■ Given request ■
Arrange every line of the records below as a Markdown table with the columns "Row" and "Line." Number the rows in order and leave out blank lines.

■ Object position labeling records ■
START

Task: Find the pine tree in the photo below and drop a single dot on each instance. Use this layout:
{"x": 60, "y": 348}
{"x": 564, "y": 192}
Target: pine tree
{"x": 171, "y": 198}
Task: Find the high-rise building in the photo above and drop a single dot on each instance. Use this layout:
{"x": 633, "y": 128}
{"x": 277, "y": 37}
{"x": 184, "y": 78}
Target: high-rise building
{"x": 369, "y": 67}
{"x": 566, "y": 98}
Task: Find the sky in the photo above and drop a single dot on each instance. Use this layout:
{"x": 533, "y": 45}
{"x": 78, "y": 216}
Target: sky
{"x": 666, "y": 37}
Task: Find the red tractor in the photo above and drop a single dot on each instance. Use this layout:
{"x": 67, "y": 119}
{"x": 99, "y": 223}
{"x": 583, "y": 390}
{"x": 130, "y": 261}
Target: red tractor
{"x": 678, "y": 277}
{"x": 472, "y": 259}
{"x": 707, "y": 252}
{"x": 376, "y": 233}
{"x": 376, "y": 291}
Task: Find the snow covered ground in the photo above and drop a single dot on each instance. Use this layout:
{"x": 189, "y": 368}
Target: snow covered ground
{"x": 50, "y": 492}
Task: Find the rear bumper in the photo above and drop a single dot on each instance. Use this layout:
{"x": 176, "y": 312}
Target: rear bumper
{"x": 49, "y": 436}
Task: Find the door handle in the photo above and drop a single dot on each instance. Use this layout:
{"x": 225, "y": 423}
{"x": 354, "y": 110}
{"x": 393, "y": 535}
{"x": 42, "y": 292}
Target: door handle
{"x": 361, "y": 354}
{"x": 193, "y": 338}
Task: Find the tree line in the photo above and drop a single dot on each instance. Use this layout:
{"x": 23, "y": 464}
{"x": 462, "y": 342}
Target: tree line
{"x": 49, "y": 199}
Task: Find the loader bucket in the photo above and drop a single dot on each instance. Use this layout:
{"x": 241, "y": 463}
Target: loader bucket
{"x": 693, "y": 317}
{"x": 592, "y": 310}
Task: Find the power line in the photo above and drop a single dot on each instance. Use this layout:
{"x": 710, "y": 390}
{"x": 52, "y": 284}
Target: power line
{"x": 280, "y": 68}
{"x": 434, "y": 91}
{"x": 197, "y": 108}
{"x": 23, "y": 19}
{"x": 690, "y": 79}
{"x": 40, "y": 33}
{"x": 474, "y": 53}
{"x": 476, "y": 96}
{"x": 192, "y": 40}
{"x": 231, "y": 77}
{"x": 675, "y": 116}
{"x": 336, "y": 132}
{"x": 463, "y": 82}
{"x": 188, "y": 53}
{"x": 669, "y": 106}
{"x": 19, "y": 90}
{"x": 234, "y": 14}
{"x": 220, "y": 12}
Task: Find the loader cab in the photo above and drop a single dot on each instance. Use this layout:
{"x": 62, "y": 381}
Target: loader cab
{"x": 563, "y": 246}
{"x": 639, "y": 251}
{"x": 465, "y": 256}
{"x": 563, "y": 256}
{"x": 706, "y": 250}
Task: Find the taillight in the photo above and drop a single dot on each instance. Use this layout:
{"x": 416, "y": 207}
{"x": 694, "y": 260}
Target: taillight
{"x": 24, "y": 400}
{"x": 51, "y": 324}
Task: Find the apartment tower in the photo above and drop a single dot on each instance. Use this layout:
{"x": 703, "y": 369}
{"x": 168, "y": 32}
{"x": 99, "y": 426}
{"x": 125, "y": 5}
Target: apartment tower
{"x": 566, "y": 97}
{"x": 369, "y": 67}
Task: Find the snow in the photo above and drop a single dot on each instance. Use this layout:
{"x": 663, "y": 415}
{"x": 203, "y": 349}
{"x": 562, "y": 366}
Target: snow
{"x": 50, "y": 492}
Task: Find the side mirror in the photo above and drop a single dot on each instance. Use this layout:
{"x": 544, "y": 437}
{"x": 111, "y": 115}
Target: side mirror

END

■ Written answer ■
| Row | Line |
|---|---|
| 1 | Task: Find the pine tree in the photo below and drop a single dot on each instance. Use this layout: |
| 2 | {"x": 60, "y": 348} |
| 3 | {"x": 564, "y": 192} |
| 4 | Target: pine tree |
| 5 | {"x": 171, "y": 198} |
| 6 | Task: Find the high-rise building in the photo above and drop a single dot on each instance. Use this layout: |
| 7 | {"x": 633, "y": 128} |
| 8 | {"x": 277, "y": 37} |
| 9 | {"x": 184, "y": 78} |
| 10 | Target: high-rise building |
| 11 | {"x": 369, "y": 67} |
| 12 | {"x": 566, "y": 98} |
| 13 | Task: Find the sky in the photo above and drop a single dot on each instance. Use this layout: |
| 14 | {"x": 533, "y": 45} |
| 15 | {"x": 78, "y": 216} |
| 16 | Target: sky |
| 17 | {"x": 666, "y": 37} |
| 18 | Task: Find the red tractor in the photo above and drop a single dot on each instance. Use this layout: |
| 19 | {"x": 67, "y": 119} |
| 20 | {"x": 99, "y": 223} |
| 21 | {"x": 583, "y": 390} |
| 22 | {"x": 130, "y": 261} |
| 23 | Target: red tractor |
| 24 | {"x": 678, "y": 277} |
| 25 | {"x": 472, "y": 259} |
| 26 | {"x": 707, "y": 252} |
| 27 | {"x": 376, "y": 233} |
| 28 | {"x": 376, "y": 291} |
| 29 | Task: Find the snow covered ground in the photo above and drop a single dot on each instance. Use this layout: |
| 30 | {"x": 189, "y": 368} |
| 31 | Target: snow covered ground |
| 32 | {"x": 50, "y": 492} |
| 33 | Task: Find the rear bumper in the photo above and drop a single dot on each instance. Use this layout: |
| 34 | {"x": 176, "y": 312} |
| 35 | Target: rear bumper |
| 36 | {"x": 49, "y": 436} |
| 37 | Task: Find the door handle in the photo above and drop a single dot on each instance. Use this layout: |
| 38 | {"x": 225, "y": 423} |
| 39 | {"x": 354, "y": 110} |
| 40 | {"x": 393, "y": 535} |
| 41 | {"x": 42, "y": 292} |
| 42 | Target: door handle |
| 43 | {"x": 361, "y": 354} |
| 44 | {"x": 193, "y": 338} |
| 45 | Task: Find the tree line in the photo above and drop a single dot on each instance. Use this layout: |
| 46 | {"x": 23, "y": 464} |
| 47 | {"x": 462, "y": 342} |
| 48 | Target: tree line |
| 49 | {"x": 49, "y": 199} |
| 50 | Task: Find the loader bucket in the photo above and drop a single dot on each instance. Use this layout: |
| 51 | {"x": 241, "y": 463} |
| 52 | Target: loader bucket |
| 53 | {"x": 693, "y": 317} |
| 54 | {"x": 592, "y": 310} |
| 55 | Task: Find the power line in the photo above and drop a single dot on each instance. Use this layout: |
| 56 | {"x": 710, "y": 390} |
| 57 | {"x": 52, "y": 284} |
| 58 | Target: power line |
| 59 | {"x": 280, "y": 68} |
| 60 | {"x": 434, "y": 91} |
| 61 | {"x": 197, "y": 108} |
| 62 | {"x": 23, "y": 19} |
| 63 | {"x": 690, "y": 79} |
| 64 | {"x": 40, "y": 33} |
| 65 | {"x": 474, "y": 53} |
| 66 | {"x": 476, "y": 96} |
| 67 | {"x": 192, "y": 40} |
| 68 | {"x": 231, "y": 77} |
| 69 | {"x": 675, "y": 116} |
| 70 | {"x": 336, "y": 132} |
| 71 | {"x": 463, "y": 82} |
| 72 | {"x": 188, "y": 53} |
| 73 | {"x": 669, "y": 106} |
| 74 | {"x": 19, "y": 90} |
| 75 | {"x": 234, "y": 14} |
| 76 | {"x": 220, "y": 12} |
| 77 | Task: Find the loader cab in the photo above and drop a single dot on each instance. Use this layout: |
| 78 | {"x": 62, "y": 381} |
| 79 | Target: loader cab |
| 80 | {"x": 563, "y": 246} |
| 81 | {"x": 639, "y": 251} |
| 82 | {"x": 465, "y": 256} |
| 83 | {"x": 563, "y": 256} |
| 84 | {"x": 706, "y": 250} |
| 85 | Task: Find the taillight in the photo above and drop a single dot on each instance. Use this layout: |
| 86 | {"x": 416, "y": 207} |
| 87 | {"x": 694, "y": 260} |
| 88 | Target: taillight |
| 89 | {"x": 24, "y": 400} |
| 90 | {"x": 51, "y": 324} |
| 91 | Task: Find the apartment tower in the photo above and drop a single dot on each instance. Use this layout: |
| 92 | {"x": 703, "y": 369} |
| 93 | {"x": 168, "y": 32} |
| 94 | {"x": 99, "y": 426} |
| 95 | {"x": 125, "y": 5} |
| 96 | Target: apartment tower |
| 97 | {"x": 566, "y": 97} |
| 98 | {"x": 369, "y": 67} |
| 99 | Task: Find the snow in the photo above and drop a single dot on each instance. Use this layout: |
| 100 | {"x": 663, "y": 415} |
| 101 | {"x": 203, "y": 349} |
| 102 | {"x": 562, "y": 366} |
| 103 | Target: snow |
| 104 | {"x": 50, "y": 492} |
| 105 | Task: Find the side mirror in the photo above and drop a single dot on each instance. Use this layout: |
| 106 | {"x": 544, "y": 437} |
| 107 | {"x": 111, "y": 115} |
| 108 | Target: side mirror |